**Haz esto:**
Por favor, reemplaza "dark hair" por "black hair" en el tramo de los datos que va desde la línea que contiene "If you could indicate the dark" hasta la que contiene "point(104, 68)", ambas incluidas. Devuelve solo esas líneas, sin ningún otro cambio.

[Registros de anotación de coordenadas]
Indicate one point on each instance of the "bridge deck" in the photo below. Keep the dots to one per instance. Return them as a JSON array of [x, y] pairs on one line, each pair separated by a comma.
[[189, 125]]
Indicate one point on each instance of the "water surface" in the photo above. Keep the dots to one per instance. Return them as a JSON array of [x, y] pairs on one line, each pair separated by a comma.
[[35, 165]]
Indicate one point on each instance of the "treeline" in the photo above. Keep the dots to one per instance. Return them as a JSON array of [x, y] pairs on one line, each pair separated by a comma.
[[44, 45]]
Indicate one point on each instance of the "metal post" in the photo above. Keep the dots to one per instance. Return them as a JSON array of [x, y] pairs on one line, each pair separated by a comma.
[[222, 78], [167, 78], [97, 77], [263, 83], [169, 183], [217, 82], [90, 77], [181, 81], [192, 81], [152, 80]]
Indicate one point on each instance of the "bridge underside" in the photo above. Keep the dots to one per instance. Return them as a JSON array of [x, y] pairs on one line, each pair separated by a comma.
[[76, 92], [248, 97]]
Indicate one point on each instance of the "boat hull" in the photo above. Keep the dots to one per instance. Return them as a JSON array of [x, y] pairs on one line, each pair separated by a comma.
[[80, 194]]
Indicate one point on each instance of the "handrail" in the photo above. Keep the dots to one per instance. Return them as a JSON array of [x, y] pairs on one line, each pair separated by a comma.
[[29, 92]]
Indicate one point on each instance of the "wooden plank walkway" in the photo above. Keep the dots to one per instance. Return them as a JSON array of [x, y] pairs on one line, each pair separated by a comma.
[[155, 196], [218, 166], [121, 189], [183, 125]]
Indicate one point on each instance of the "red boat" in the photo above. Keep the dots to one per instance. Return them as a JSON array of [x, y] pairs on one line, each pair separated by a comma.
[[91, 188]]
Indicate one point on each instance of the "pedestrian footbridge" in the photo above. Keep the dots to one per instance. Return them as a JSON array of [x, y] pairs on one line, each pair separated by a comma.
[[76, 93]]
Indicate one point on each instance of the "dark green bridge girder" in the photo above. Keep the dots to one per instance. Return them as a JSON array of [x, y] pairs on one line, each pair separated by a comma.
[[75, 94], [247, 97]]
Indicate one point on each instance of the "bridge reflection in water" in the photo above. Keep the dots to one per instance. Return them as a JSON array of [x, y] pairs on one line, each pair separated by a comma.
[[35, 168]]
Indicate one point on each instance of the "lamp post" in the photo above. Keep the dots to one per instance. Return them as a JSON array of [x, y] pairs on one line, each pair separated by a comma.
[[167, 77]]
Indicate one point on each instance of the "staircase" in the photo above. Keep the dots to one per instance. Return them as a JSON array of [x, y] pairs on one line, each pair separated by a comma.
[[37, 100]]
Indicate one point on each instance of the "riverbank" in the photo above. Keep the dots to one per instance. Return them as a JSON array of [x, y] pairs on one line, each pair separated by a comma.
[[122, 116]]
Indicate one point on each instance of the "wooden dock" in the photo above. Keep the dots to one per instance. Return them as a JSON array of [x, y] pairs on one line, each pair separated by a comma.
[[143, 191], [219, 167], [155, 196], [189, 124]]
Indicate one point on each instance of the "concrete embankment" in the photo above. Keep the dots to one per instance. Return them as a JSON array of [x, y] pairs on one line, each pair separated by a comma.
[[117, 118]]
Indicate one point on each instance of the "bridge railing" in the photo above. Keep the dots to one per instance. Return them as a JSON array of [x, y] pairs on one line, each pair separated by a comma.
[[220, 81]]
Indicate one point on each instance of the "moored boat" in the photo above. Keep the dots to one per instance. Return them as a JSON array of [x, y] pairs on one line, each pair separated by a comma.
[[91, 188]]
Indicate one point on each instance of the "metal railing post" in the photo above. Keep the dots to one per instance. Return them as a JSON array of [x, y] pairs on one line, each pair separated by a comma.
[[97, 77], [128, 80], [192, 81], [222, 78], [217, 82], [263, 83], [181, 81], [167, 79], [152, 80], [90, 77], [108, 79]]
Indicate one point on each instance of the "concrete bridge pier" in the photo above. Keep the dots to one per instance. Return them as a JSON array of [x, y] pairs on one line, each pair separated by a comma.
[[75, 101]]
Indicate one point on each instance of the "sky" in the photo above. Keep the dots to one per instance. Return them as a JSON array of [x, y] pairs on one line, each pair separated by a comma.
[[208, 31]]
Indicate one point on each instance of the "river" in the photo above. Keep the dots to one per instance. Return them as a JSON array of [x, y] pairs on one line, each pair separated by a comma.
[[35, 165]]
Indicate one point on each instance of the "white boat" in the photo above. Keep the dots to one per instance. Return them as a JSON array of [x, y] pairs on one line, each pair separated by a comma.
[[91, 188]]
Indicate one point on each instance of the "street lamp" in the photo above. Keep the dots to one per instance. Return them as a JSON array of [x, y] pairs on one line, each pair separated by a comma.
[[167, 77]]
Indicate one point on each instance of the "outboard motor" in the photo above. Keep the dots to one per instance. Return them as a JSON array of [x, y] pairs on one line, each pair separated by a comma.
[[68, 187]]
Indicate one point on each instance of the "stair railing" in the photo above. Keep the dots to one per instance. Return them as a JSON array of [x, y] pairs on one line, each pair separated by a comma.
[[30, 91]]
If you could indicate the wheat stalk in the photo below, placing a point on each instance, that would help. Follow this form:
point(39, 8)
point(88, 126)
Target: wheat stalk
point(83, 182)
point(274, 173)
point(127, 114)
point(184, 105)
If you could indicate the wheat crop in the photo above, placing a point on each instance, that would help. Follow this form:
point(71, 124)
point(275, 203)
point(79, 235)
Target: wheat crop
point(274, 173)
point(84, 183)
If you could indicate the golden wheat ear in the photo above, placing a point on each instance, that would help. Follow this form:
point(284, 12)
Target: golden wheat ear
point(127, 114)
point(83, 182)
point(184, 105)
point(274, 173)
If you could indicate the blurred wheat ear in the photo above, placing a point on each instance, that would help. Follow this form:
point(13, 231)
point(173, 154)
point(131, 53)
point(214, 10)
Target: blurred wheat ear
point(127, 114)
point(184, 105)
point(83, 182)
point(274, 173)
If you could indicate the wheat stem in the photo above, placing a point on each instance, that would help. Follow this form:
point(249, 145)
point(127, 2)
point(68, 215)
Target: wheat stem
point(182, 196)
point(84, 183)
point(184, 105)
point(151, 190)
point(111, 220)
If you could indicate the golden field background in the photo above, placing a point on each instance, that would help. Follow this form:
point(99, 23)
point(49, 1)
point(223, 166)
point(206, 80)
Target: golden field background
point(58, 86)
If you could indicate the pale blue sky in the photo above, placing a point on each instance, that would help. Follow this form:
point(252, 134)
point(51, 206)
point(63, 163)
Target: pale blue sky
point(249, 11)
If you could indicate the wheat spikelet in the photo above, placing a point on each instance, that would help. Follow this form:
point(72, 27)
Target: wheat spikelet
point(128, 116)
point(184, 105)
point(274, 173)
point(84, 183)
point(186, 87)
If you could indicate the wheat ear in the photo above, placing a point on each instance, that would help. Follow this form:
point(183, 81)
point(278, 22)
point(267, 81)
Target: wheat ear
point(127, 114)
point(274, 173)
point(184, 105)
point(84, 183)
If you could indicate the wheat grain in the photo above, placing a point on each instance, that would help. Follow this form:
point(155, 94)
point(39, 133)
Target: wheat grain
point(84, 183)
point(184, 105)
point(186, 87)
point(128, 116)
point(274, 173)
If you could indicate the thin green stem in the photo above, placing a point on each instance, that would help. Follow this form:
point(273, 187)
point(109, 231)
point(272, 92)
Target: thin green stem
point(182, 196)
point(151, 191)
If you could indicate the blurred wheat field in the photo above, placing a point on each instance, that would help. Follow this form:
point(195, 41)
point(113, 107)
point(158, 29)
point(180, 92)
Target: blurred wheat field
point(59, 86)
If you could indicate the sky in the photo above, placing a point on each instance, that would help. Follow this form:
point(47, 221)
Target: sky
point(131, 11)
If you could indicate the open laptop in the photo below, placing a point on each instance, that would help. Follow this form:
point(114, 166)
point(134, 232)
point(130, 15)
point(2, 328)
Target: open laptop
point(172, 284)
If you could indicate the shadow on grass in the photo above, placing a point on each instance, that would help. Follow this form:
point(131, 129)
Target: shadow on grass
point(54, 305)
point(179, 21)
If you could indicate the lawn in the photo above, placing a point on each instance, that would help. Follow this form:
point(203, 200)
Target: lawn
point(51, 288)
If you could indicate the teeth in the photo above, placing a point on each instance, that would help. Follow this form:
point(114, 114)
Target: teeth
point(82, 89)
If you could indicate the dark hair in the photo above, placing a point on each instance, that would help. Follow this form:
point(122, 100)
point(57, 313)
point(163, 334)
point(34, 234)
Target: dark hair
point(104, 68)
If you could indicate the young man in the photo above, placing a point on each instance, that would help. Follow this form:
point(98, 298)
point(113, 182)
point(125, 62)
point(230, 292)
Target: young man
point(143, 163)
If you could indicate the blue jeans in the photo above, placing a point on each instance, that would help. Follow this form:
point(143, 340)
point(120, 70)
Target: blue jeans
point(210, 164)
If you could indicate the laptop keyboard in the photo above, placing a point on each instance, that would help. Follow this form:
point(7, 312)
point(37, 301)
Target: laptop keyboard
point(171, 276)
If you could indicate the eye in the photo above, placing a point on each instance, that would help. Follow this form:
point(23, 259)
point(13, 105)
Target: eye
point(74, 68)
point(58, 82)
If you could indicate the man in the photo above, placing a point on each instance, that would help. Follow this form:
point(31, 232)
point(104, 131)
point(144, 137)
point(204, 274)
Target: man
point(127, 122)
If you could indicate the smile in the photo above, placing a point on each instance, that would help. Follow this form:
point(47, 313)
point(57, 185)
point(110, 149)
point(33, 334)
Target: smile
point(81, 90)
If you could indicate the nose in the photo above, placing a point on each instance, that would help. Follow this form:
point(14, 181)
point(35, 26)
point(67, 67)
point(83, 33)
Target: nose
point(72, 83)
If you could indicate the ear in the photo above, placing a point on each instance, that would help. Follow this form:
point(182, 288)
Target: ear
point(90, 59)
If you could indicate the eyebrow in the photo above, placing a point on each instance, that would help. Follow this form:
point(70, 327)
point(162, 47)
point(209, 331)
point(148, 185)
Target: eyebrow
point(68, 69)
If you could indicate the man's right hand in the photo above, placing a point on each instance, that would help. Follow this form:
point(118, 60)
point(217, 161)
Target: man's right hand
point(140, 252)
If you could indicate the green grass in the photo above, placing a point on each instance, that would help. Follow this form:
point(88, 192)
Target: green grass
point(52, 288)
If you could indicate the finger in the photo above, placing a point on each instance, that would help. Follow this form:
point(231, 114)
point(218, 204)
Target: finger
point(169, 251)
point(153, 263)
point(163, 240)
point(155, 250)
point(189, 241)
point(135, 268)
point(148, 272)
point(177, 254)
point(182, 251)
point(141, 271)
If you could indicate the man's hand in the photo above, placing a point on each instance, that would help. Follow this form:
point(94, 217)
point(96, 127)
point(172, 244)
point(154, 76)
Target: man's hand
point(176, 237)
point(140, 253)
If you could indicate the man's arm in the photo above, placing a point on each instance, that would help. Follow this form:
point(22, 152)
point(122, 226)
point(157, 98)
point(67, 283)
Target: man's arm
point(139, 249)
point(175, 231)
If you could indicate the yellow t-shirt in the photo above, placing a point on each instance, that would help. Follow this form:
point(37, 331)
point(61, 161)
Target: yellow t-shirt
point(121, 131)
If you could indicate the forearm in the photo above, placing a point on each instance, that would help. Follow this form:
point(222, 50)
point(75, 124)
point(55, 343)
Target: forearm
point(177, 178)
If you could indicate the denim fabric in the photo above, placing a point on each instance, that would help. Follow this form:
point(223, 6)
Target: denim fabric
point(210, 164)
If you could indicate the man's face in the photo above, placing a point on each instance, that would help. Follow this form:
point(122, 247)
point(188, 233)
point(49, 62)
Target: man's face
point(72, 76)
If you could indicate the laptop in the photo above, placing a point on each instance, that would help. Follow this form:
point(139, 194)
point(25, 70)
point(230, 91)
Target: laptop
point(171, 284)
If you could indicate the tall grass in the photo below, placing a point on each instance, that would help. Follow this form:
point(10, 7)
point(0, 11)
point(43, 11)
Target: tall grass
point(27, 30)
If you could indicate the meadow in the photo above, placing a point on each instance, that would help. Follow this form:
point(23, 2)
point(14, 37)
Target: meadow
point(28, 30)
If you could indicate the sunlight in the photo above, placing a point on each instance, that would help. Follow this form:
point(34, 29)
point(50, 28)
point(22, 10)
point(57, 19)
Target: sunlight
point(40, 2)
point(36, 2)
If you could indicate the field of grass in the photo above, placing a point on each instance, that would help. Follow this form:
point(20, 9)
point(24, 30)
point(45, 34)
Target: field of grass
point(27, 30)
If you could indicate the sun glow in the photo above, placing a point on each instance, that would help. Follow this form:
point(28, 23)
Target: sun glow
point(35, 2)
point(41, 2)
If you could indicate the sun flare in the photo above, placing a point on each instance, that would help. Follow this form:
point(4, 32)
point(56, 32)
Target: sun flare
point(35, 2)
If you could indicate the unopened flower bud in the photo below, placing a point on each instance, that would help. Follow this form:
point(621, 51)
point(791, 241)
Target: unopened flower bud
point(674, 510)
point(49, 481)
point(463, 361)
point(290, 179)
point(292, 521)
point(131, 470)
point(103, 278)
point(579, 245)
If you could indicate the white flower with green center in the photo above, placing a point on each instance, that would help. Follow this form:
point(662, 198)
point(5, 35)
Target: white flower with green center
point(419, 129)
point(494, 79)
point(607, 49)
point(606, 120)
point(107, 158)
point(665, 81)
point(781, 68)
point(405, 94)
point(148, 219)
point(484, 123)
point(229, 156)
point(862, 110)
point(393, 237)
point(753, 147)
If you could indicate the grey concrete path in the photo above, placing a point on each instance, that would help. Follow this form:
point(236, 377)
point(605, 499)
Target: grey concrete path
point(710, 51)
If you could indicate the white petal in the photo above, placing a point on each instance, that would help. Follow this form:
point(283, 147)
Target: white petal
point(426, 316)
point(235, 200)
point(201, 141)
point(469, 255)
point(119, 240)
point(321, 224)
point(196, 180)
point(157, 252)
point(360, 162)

**Resultado del ejercicio:**
If you could indicate the black hair in the photo above, placing a point on each instance, that would help. Follow this form:
point(122, 100)
point(57, 313)
point(163, 334)
point(34, 234)
Target: black hair
point(104, 68)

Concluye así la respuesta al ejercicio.